Data listing:

::::

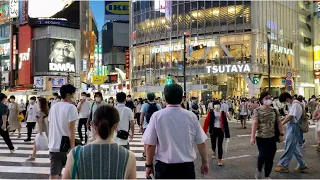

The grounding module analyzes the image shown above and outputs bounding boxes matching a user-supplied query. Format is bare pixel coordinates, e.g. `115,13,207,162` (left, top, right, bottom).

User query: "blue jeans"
278,122,306,169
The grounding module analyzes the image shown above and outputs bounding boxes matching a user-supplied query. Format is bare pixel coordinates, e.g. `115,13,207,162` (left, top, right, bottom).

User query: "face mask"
263,99,272,106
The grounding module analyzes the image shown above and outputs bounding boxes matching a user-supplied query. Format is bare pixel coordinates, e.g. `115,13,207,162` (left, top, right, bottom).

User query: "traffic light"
166,77,173,85
252,76,259,84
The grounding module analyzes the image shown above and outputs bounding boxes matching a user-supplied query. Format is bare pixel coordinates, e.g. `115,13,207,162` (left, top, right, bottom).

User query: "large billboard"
104,1,130,20
28,0,80,28
18,25,33,85
33,39,77,73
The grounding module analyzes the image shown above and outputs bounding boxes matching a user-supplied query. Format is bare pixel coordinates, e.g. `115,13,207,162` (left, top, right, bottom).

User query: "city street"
0,118,320,179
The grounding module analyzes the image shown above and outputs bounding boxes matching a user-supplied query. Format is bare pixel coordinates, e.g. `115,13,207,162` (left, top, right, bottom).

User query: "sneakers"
10,147,18,153
26,155,36,161
254,171,262,179
274,166,290,173
294,166,309,173
212,152,217,158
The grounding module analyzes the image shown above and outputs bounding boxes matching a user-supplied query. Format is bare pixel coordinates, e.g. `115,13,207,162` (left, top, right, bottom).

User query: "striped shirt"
68,143,135,179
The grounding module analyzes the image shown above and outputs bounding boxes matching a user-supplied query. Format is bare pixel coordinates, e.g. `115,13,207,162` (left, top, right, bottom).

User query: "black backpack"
146,103,158,123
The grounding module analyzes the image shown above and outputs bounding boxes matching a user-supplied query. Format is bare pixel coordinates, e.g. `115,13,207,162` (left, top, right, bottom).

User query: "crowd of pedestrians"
0,84,320,179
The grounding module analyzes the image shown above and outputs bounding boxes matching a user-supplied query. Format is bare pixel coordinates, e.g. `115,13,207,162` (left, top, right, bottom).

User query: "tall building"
130,0,315,99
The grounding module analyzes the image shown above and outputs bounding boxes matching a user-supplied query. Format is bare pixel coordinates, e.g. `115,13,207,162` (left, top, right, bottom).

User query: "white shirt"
114,103,134,145
289,100,302,123
27,103,40,122
142,105,207,164
77,100,91,119
48,102,79,152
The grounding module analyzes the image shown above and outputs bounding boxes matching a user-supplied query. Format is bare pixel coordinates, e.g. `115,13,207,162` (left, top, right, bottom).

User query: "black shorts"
49,152,67,176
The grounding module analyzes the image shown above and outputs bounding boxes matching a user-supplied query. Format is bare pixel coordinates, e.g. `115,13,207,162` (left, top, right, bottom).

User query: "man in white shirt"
275,92,309,173
24,96,40,142
77,92,91,143
115,92,134,149
142,84,209,179
48,84,79,179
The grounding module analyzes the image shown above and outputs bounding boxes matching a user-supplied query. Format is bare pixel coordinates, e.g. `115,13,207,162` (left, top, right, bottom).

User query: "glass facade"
130,0,314,96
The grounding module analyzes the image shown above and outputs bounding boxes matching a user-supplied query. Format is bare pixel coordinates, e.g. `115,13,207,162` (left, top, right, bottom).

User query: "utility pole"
182,32,190,96
267,37,271,93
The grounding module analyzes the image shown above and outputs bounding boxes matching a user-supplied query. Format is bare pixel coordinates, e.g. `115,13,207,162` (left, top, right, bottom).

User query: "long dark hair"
39,98,49,116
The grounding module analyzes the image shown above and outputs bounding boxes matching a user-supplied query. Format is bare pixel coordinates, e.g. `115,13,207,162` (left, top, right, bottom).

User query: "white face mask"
94,97,101,102
263,99,272,106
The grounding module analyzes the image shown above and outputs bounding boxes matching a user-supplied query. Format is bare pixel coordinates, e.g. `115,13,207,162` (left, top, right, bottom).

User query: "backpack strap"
71,146,82,179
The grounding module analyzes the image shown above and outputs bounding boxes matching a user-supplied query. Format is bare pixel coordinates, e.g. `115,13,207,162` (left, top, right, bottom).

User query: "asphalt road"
195,119,320,179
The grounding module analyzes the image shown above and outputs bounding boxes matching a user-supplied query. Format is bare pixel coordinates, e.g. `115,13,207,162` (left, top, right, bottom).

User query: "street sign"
286,72,292,77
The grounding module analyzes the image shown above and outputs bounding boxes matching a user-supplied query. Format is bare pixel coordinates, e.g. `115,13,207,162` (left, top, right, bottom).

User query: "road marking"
223,155,250,160
237,134,251,137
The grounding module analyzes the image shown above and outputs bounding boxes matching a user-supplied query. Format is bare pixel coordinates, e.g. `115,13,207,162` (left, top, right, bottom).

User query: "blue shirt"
140,102,161,129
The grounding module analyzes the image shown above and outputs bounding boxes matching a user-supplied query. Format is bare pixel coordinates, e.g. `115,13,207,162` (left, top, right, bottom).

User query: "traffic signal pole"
182,33,187,96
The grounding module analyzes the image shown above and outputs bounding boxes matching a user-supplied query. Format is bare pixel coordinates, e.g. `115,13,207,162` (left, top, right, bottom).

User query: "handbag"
60,136,71,152
117,130,129,140
71,146,82,179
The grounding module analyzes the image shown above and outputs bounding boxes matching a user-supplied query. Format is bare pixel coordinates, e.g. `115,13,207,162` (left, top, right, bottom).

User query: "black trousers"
155,161,196,179
210,128,224,159
78,118,88,143
0,122,14,150
257,137,277,177
27,122,36,139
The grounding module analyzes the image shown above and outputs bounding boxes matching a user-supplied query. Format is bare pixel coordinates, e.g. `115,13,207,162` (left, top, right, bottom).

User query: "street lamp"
182,32,190,96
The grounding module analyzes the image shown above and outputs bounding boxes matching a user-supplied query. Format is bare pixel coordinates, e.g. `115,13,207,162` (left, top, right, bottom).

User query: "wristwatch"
146,163,153,168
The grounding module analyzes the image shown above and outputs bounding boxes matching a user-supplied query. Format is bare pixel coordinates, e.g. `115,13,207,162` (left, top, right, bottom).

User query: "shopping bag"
35,132,49,151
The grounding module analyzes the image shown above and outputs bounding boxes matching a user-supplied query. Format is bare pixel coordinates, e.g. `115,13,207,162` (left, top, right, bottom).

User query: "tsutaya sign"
263,43,293,56
206,64,251,74
151,41,216,54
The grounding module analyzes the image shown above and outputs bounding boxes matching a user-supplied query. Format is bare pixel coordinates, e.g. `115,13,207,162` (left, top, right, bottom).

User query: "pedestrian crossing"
0,123,145,179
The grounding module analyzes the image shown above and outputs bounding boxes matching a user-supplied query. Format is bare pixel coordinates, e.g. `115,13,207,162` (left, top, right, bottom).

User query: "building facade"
130,0,315,98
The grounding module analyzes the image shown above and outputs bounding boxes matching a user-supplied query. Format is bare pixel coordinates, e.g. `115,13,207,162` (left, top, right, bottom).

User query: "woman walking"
27,98,49,161
62,105,136,179
203,101,230,166
251,92,283,179
8,96,21,138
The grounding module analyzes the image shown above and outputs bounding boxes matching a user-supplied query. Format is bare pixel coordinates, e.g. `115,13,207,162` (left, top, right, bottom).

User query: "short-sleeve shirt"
115,103,134,145
142,105,207,164
252,106,279,138
289,100,302,123
141,102,161,129
48,102,79,152
0,102,9,126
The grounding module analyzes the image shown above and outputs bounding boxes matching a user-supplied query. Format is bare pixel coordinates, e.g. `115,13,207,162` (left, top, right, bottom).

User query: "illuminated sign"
126,50,130,80
263,43,293,56
151,41,216,54
0,4,10,21
49,63,76,72
105,1,129,15
19,48,30,69
9,0,19,18
206,64,251,74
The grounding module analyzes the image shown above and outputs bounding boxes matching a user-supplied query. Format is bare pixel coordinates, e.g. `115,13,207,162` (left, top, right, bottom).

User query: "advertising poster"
48,39,77,72
28,0,80,28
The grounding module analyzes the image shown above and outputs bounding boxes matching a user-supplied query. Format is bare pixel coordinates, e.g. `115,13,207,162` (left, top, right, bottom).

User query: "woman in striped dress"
62,105,136,179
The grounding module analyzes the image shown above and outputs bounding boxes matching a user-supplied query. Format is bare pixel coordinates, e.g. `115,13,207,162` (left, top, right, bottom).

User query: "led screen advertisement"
34,39,77,73
28,0,80,28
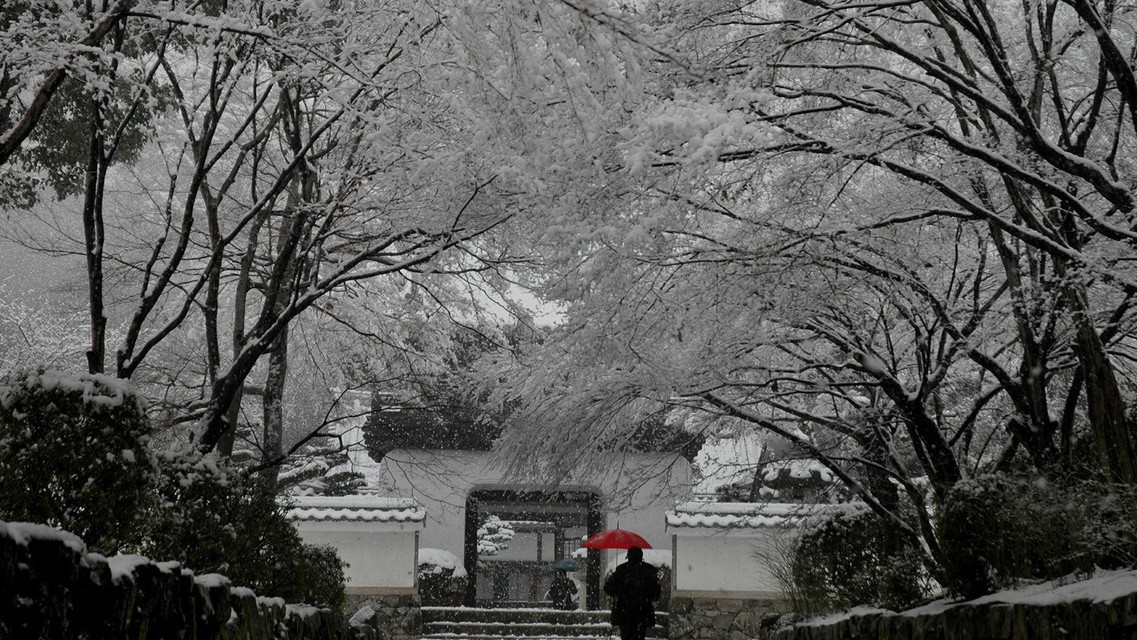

::::

WHAT THE EXERCISE ASKS: Please pull out every line of the material above that contains the string "shirt", with case counting.

OUTPUT FOR THIS TASK:
User query: "striped shirt"
User query: "white shirt"
User query: "man in white shirt"
User query: "blue shirt"
User query: "short-sleeve shirt"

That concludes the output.